## Text segment
***

Maui said:
Self-organization. SO is not an inherent property of matter(well at least as far as we know), though it's reasonable to suspect that it might be. At the moment it isn't possible to predict, based solely on the laws of physics and chemistry, that life would form out of the interactions of atoms or molecules. Though it happens somehow.
I think it helps to see the issue in terms of three levels of mechanism.
1) atomism: you just have local components and local action.
2) self-organisation: you now recognise that the collective action of local components can develop some self-organised pattern. This is simple self-organisation as we see in chaos modelling and self-organised criticality for instance.
3) intelligent and adapative self-organisation: now something extra is added. By virtue of some kind of systems memory or symbol processing (semiosis), we have rate independent information in control of rate dependent processes (see Howard Pattee).
So life and mind (bios, complex adaptive systems, etc) are distinctive in that they can take SO processes (like a metabolic reaction) and stand back and harness them. The way that DNA can remember when to throw enzymes into a mixture to change its rate. The metabolic process itself is just level 2 SO. But it is controlled by level 3 semiotic organisation.
If you are talking emergence, you will thus have a simple kind of collective property emergence at level 2, but a quite different symbolic, or semiotic, emergence at level 3. And what goes on at level 3 seems now very different because, indeed, it demands a strong disconnection between the rate independent information and the rate dependent process.
So DNA is a very protected and stable molecule that exists "independently", while cellular metabolic processes just run to equilibrium as fast as they can.
Level 3 is quite computational (and not very dynamic). It is just the same as the way the silicon circuits of a computer are engineered to as isolated from real world dynamism as possible. This allows the symbolic code to run as if it had nothing to do with real world rate dependent processes, like battery life, cosmic rays, and other things that would interfere with the pure symbol processing.
I would say that levels 1 and 2 can really be collapsed into the one thing - look closely and all dynamical processes are SO within boundary constraints. QM is an example of that as Pythagorean says.
And level 3 is where the real novelty comes in that "physics" really cannot see at all. But on the other hand, we know all about computers and languages.
Where science is at - when it comes to complex systems, such as organisms with "consciousness" in its many grades and guises - is in trying to put together a combined story on 1/2 and 3.
You can't directly explain 3 with just SO principles (and thus simple emergence). But you still want to be able to build some composite model, some biological ToE, that puts both these aspects of nature, the dynamic and the computational, the rate dependent and the rate independent, into the same story.
Dissipative structure theory is one approach that does seem to bridge the divide. Especially with newer ideas like infodynamics - where the relation between structure and process can be describe more mathematically by combining information theory with hierarchy theory.
Theoretical biology has been talking about this kind of stuff for 30 years now. But reductionism still has such a grip on the popular imagination that even reaching level 2 is a step too far for most.

***

## Given information
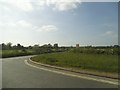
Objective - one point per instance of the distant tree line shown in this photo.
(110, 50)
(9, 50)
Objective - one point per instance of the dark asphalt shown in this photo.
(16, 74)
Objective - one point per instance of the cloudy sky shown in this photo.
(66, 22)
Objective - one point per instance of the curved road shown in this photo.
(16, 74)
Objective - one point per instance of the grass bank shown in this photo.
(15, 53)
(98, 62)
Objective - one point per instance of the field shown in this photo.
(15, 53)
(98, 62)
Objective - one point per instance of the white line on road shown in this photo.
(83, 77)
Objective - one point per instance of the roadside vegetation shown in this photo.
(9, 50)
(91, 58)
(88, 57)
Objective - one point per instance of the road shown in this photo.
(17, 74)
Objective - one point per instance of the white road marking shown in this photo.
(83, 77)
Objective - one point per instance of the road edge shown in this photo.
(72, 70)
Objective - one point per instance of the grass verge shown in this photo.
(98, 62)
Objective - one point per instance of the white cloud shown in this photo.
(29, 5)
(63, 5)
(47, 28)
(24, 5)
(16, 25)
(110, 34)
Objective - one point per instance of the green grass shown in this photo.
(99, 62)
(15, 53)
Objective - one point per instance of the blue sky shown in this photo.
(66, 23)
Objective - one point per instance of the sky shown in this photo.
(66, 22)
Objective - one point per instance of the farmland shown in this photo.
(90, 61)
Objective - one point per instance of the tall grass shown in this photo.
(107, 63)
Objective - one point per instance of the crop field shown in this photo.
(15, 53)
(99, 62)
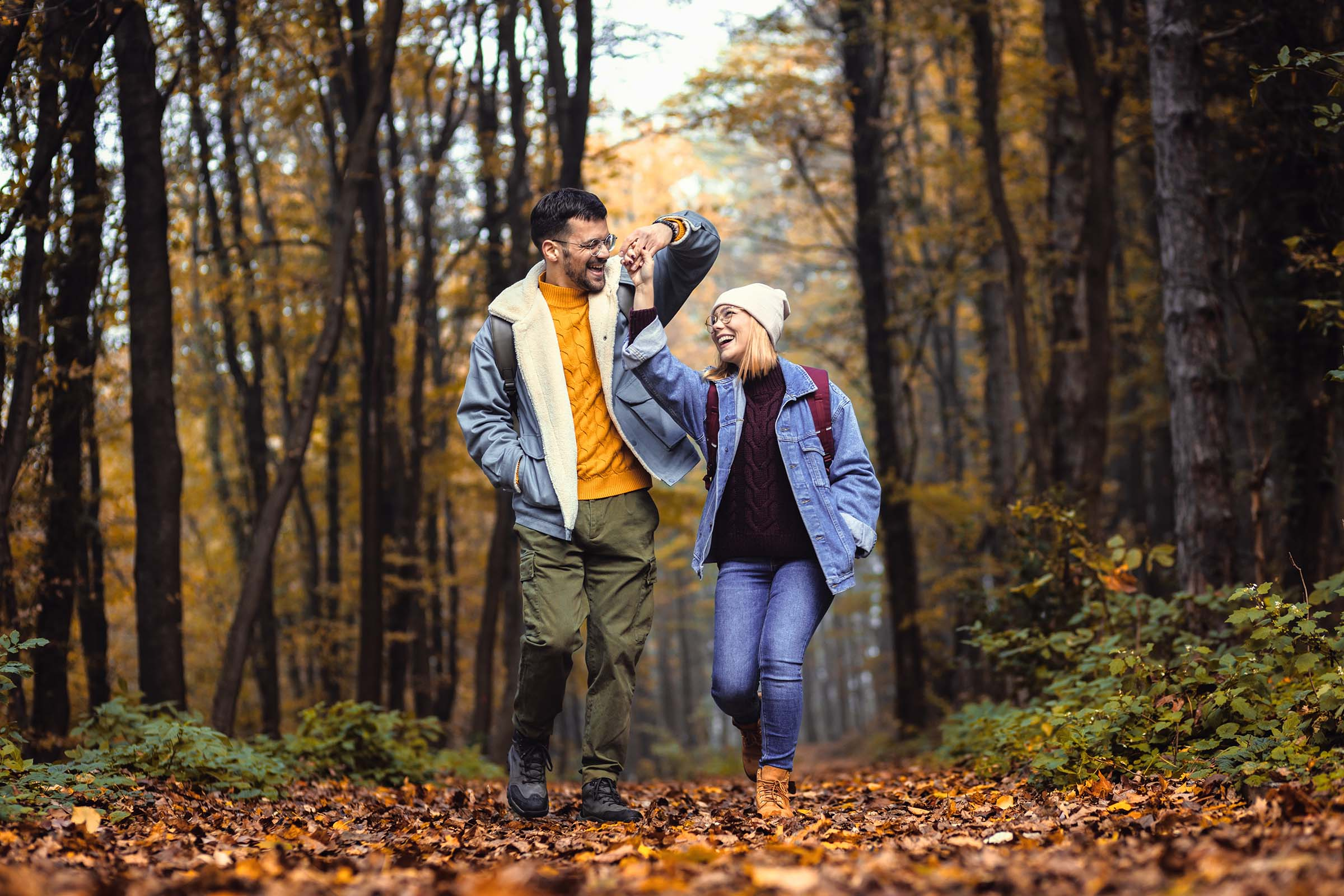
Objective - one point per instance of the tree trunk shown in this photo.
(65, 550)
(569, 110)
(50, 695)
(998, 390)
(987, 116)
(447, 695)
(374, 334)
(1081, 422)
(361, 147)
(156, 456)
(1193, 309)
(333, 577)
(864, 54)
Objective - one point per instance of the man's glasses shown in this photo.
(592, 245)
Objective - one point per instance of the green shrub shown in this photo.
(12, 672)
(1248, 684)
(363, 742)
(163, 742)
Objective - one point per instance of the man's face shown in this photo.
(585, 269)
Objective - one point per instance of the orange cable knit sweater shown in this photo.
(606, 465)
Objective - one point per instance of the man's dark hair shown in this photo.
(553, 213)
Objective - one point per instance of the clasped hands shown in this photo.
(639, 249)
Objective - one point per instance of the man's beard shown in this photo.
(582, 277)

***

## What you need to do
A: Using the post on self-organization, decide whether each statement agrees with it, and answer yes or no with the deciding words quoted: (i) DNA is described as a protected and stable molecule; (ii) theoretical biology has been discussing this subject for 50 years; (iii) levels 2 and 3 can be collapsed into one thing.
B: From the post on self-organization, rewrite the passage between "3) intelligent and" and "3 semiotic organisation.", inclusive, renaming "DNA" as "the genome".
None of the lines are needed for this work.

## Task results
A:
(i) Yes: "DNA is a very protected and stable molecule"
(ii) No: "Theoretical biology has been talking about this kind of stuff for 30 years now."
(iii) No: "levels 1 and 2 can really be collapsed into the one thing"

B:
3) intelligent and adapative self-organisation: now something extra is added. By virtue of some kind of systems memory or symbol processing (semiosis), we have rate independent information in control of rate dependent processes (see Howard Pattee).
So life and mind (bios, complex adaptive systems, etc) are distinctive in that they can take SO processes (like a metabolic reaction) and stand back and harness them. The way that the genome can remember when to throw enzymes into a mixture to change its rate. The metabolic process itself is just level 2 SO. But it is controlled by level 3 semiotic organisation.